### Written task
Rewrite the listing below as a Markdown table with the columns Row and Line, giving each line its own row number and leaving out any blank lines.

--------------------------------

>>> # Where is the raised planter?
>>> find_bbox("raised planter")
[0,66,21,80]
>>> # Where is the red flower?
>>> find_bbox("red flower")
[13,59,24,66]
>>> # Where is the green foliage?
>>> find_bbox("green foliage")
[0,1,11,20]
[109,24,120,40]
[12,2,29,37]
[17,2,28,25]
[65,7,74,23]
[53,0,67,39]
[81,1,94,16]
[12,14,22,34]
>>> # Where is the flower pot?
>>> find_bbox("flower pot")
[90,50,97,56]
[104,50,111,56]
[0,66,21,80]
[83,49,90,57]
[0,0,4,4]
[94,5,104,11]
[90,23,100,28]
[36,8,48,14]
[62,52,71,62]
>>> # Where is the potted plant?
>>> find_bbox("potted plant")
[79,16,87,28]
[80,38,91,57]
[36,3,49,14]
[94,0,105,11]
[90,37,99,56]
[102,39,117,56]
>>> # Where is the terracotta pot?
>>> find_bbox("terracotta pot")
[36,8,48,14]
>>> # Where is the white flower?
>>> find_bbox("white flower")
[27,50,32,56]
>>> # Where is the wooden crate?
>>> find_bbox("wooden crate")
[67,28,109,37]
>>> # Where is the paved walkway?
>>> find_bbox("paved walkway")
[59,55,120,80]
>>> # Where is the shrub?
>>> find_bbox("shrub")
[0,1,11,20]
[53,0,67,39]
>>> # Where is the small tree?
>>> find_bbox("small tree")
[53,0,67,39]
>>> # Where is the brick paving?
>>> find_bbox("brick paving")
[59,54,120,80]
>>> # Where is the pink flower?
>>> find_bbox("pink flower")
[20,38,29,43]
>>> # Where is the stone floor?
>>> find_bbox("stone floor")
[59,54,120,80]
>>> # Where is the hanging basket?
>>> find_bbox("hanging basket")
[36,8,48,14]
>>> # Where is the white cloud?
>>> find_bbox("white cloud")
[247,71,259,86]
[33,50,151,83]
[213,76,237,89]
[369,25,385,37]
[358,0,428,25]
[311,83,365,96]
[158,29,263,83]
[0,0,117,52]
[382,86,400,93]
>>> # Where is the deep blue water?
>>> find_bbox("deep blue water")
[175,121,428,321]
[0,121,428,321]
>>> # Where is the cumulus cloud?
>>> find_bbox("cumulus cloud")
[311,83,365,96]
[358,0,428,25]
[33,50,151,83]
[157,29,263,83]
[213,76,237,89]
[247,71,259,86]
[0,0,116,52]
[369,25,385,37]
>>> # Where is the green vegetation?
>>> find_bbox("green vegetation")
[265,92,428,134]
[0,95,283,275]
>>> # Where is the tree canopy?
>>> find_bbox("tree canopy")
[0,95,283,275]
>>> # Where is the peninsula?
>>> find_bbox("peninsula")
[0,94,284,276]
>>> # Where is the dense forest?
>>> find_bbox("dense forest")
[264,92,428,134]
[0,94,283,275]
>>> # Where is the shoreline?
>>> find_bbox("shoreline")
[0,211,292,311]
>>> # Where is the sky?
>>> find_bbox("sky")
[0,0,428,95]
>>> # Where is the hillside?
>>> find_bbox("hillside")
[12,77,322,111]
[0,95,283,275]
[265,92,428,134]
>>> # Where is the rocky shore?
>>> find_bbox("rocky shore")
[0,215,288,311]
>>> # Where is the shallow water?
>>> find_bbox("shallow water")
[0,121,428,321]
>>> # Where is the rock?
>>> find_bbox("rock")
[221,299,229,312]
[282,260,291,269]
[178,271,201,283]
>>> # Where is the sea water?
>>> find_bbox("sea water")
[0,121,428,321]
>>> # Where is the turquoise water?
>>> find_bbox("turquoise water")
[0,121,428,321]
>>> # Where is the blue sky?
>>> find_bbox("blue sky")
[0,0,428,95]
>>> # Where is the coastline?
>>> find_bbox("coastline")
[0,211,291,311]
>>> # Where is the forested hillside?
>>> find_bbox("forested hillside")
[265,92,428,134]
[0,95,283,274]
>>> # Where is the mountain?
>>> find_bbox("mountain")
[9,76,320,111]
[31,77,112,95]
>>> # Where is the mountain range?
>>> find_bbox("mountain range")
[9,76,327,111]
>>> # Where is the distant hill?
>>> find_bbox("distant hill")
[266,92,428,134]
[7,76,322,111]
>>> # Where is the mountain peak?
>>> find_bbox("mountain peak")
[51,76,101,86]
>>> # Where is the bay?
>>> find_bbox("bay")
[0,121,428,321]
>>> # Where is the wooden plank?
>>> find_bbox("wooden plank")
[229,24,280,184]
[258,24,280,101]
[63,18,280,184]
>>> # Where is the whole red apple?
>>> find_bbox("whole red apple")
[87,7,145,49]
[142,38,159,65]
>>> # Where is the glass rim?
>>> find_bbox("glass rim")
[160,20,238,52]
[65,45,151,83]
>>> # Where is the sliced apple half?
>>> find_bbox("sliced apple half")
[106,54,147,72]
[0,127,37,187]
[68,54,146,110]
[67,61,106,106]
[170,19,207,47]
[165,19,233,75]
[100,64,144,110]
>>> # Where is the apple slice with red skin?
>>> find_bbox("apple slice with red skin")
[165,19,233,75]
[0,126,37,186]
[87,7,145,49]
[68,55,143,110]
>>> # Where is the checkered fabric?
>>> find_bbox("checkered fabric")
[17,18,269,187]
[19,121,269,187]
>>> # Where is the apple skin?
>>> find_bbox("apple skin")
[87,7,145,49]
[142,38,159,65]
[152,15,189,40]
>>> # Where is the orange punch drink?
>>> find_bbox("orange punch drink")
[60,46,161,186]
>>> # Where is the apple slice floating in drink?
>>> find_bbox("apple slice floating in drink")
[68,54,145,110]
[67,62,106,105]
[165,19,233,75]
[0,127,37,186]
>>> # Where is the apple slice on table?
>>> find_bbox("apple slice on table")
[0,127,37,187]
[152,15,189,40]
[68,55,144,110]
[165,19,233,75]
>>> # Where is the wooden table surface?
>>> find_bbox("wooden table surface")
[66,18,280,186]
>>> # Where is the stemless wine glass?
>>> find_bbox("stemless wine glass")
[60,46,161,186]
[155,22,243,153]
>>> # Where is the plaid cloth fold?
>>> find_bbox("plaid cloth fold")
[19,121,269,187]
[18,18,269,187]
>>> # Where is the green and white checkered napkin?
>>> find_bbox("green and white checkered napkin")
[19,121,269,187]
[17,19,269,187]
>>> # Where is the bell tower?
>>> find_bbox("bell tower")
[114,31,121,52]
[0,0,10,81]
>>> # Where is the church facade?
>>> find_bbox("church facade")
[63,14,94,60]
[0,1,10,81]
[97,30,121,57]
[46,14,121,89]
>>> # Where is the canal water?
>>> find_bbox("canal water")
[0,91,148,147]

--------------------------------

### Complete response
| Row | Line |
|---|---|
| 1 | >>> # Where is the raised planter? |
| 2 | >>> find_bbox("raised planter") |
| 3 | [0,66,21,80] |
| 4 | >>> # Where is the red flower? |
| 5 | >>> find_bbox("red flower") |
| 6 | [13,59,24,66] |
| 7 | >>> # Where is the green foliage? |
| 8 | >>> find_bbox("green foliage") |
| 9 | [0,1,11,20] |
| 10 | [109,24,120,40] |
| 11 | [12,2,29,37] |
| 12 | [17,2,28,25] |
| 13 | [65,7,74,23] |
| 14 | [53,0,67,39] |
| 15 | [81,1,94,16] |
| 16 | [12,14,22,34] |
| 17 | >>> # Where is the flower pot? |
| 18 | >>> find_bbox("flower pot") |
| 19 | [90,50,97,56] |
| 20 | [104,50,111,56] |
| 21 | [0,66,21,80] |
| 22 | [83,49,90,57] |
| 23 | [0,0,4,4] |
| 24 | [94,5,104,11] |
| 25 | [90,23,100,28] |
| 26 | [36,8,48,14] |
| 27 | [62,52,71,62] |
| 28 | >>> # Where is the potted plant? |
| 29 | >>> find_bbox("potted plant") |
| 30 | [79,16,87,28] |
| 31 | [80,38,91,57] |
| 32 | [36,3,49,14] |
| 33 | [94,0,105,11] |
| 34 | [90,37,99,56] |
| 35 | [102,39,117,56] |
| 36 | >>> # Where is the terracotta pot? |
| 37 | >>> find_bbox("terracotta pot") |
| 38 | [36,8,48,14] |
| 39 | >>> # Where is the white flower? |
| 40 | >>> find_bbox("white flower") |
| 41 | [27,50,32,56] |
| 42 | >>> # Where is the wooden crate? |
| 43 | >>> find_bbox("wooden crate") |
| 44 | [67,28,109,37] |
| 45 | >>> # Where is the paved walkway? |
| 46 | >>> find_bbox("paved walkway") |
| 47 | [59,55,120,80] |
| 48 | >>> # Where is the shrub? |
| 49 | >>> find_bbox("shrub") |
| 50 | [0,1,11,20] |
| 51 | [53,0,67,39] |
| 52 | >>> # Where is the small tree? |
| 53 | >>> find_bbox("small tree") |
| 54 | [53,0,67,39] |
| 55 | >>> # Where is the brick paving? |
| 56 | >>> find_bbox("brick paving") |
| 57 | [59,54,120,80] |
| 58 | >>> # Where is the pink flower? |
| 59 | >>> find_bbox("pink flower") |
| 60 | [20,38,29,43] |
| 61 | >>> # Where is the stone floor? |
| 62 | >>> find_bbox("stone floor") |
| 63 | [59,54,120,80] |
| 64 | >>> # Where is the hanging basket? |
| 65 | >>> find_bbox("hanging basket") |
| 66 | [36,8,48,14] |
| 67 | >>> # Where is the white cloud? |
| 68 | >>> find_bbox("white cloud") |
| 69 | [247,71,259,86] |
| 70 | [33,50,151,83] |
| 71 | [213,76,237,89] |
| 72 | [369,25,385,37] |
| 73 | [358,0,428,25] |
| 74 | [311,83,365,96] |
| 75 | [158,29,263,83] |
| 76 | [0,0,117,52] |
| 77 | [382,86,400,93] |
| 78 | >>> # Where is the deep blue water? |
| 79 | >>> find_bbox("deep blue water") |
| 80 | [175,121,428,321] |
| 81 | [0,121,428,321] |
| 82 | >>> # Where is the cumulus cloud? |
| 83 | >>> find_bbox("cumulus cloud") |
| 84 | [311,83,365,96] |
| 85 | [358,0,428,25] |
| 86 | [33,50,151,83] |
| 87 | [157,29,263,83] |
| 88 | [213,76,237,89] |
| 89 | [247,71,259,86] |
| 90 | [0,0,116,52] |
| 91 | [369,25,385,37] |
| 92 | >>> # Where is the green vegetation? |
| 93 | >>> find_bbox("green vegetation") |
| 94 | [265,92,428,134] |
| 95 | [0,95,283,275] |
| 96 | >>> # Where is the tree canopy? |
| 97 | >>> find_bbox("tree canopy") |
| 98 | [0,95,283,275] |
| 99 | >>> # Where is the peninsula? |
| 100 | >>> find_bbox("peninsula") |
| 101 | [0,94,284,276] |
| 102 | >>> # Where is the dense forest? |
| 103 | >>> find_bbox("dense forest") |
| 104 | [264,92,428,134] |
| 105 | [0,94,283,275] |
| 106 | >>> # Where is the shoreline? |
| 107 | >>> find_bbox("shoreline") |
| 108 | [0,211,292,311] |
| 109 | >>> # Where is the sky? |
| 110 | >>> find_bbox("sky") |
| 111 | [0,0,428,95] |
| 112 | >>> # Where is the hillside? |
| 113 | >>> find_bbox("hillside") |
| 114 | [12,77,322,111] |
| 115 | [0,95,283,275] |
| 116 | [265,92,428,134] |
| 117 | >>> # Where is the rocky shore? |
| 118 | >>> find_bbox("rocky shore") |
| 119 | [0,215,288,311] |
| 120 | >>> # Where is the shallow water? |
| 121 | >>> find_bbox("shallow water") |
| 122 | [0,121,428,321] |
| 123 | >>> # Where is the rock? |
| 124 | >>> find_bbox("rock") |
| 125 | [221,299,229,312] |
| 126 | [282,260,291,269] |
| 127 | [178,271,201,283] |
| 128 | >>> # Where is the sea water? |
| 129 | >>> find_bbox("sea water") |
| 130 | [0,121,428,321] |
| 131 | >>> # Where is the turquoise water? |
| 132 | >>> find_bbox("turquoise water") |
| 133 | [0,121,428,321] |
| 134 | >>> # Where is the blue sky? |
| 135 | >>> find_bbox("blue sky") |
| 136 | [0,0,428,95] |
| 137 | >>> # Where is the coastline? |
| 138 | >>> find_bbox("coastline") |
| 139 | [0,211,291,311] |
| 140 | >>> # Where is the forested hillside? |
| 141 | >>> find_bbox("forested hillside") |
| 142 | [265,92,428,134] |
| 143 | [0,95,283,274] |
| 144 | >>> # Where is the mountain? |
| 145 | >>> find_bbox("mountain") |
| 146 | [9,76,320,111] |
| 147 | [31,77,112,95] |
| 148 | >>> # Where is the mountain range? |
| 149 | >>> find_bbox("mountain range") |
| 150 | [9,76,327,111] |
| 151 | >>> # Where is the distant hill? |
| 152 | >>> find_bbox("distant hill") |
| 153 | [266,92,428,134] |
| 154 | [7,76,322,111] |
| 155 | >>> # Where is the mountain peak? |
| 156 | >>> find_bbox("mountain peak") |
| 157 | [51,76,101,86] |
| 158 | >>> # Where is the bay? |
| 159 | >>> find_bbox("bay") |
| 160 | [0,121,428,321] |
| 161 | >>> # Where is the wooden plank? |
| 162 | >>> find_bbox("wooden plank") |
| 163 | [229,24,280,184] |
| 164 | [258,24,280,101] |
| 165 | [63,18,280,184] |
| 166 | >>> # Where is the whole red apple? |
| 167 | >>> find_bbox("whole red apple") |
| 168 | [87,7,145,49] |
| 169 | [142,38,159,65] |
| 170 | >>> # Where is the glass rim? |
| 171 | >>> find_bbox("glass rim") |
| 172 | [160,20,238,52] |
| 173 | [65,45,151,83] |
| 174 | >>> # Where is the sliced apple half? |
| 175 | >>> find_bbox("sliced apple half") |
| 176 | [106,54,147,72] |
| 177 | [0,127,37,187] |
| 178 | [68,54,146,110] |
| 179 | [67,61,106,106] |
| 180 | [170,19,207,47] |
| 181 | [165,19,233,75] |
| 182 | [100,64,144,110] |
| 183 | >>> # Where is the apple slice with red skin? |
| 184 | >>> find_bbox("apple slice with red skin") |
| 185 | [165,19,233,75] |
| 186 | [0,126,37,186] |
| 187 | [87,7,145,49] |
| 188 | [68,55,143,110] |
| 189 | >>> # Where is the checkered fabric? |
| 190 | >>> find_bbox("checkered fabric") |
| 191 | [17,18,269,187] |
| 192 | [19,121,269,187] |
| 193 | >>> # Where is the apple skin? |
| 194 | >>> find_bbox("apple skin") |
| 195 | [87,7,145,49] |
| 196 | [142,38,159,65] |
| 197 | [152,15,189,40] |
| 198 | >>> # Where is the orange punch drink? |
| 199 | >>> find_bbox("orange punch drink") |
| 200 | [60,46,161,186] |
| 201 | >>> # Where is the apple slice floating in drink? |
| 202 | >>> find_bbox("apple slice floating in drink") |
| 203 | [68,54,145,110] |
| 204 | [67,62,106,105] |
| 205 | [165,19,233,75] |
| 206 | [0,127,37,186] |
| 207 | >>> # Where is the apple slice on table? |
| 208 | >>> find_bbox("apple slice on table") |
| 209 | [0,127,37,187] |
| 210 | [152,15,189,40] |
| 211 | [68,55,144,110] |
| 212 | [165,19,233,75] |
| 213 | >>> # Where is the wooden table surface? |
| 214 | >>> find_bbox("wooden table surface") |
| 215 | [66,18,280,186] |
| 216 | >>> # Where is the stemless wine glass? |
| 217 | >>> find_bbox("stemless wine glass") |
| 218 | [60,46,161,186] |
| 219 | [155,22,243,153] |
| 220 | >>> # Where is the plaid cloth fold? |
| 221 | >>> find_bbox("plaid cloth fold") |
| 222 | [19,121,269,187] |
| 223 | [18,18,269,187] |
| 224 | >>> # Where is the green and white checkered napkin? |
| 225 | >>> find_bbox("green and white checkered napkin") |
| 226 | [19,121,269,187] |
| 227 | [17,19,269,187] |
| 228 | >>> # Where is the bell tower? |
| 229 | >>> find_bbox("bell tower") |
| 230 | [114,31,121,52] |
| 231 | [0,0,10,81] |
| 232 | >>> # Where is the church facade? |
| 233 | >>> find_bbox("church facade") |
| 234 | [63,14,94,60] |
| 235 | [0,1,10,81] |
| 236 | [97,30,121,57] |
| 237 | [46,14,121,89] |
| 238 | >>> # Where is the canal water? |
| 239 | >>> find_bbox("canal water") |
| 240 | [0,91,148,147] |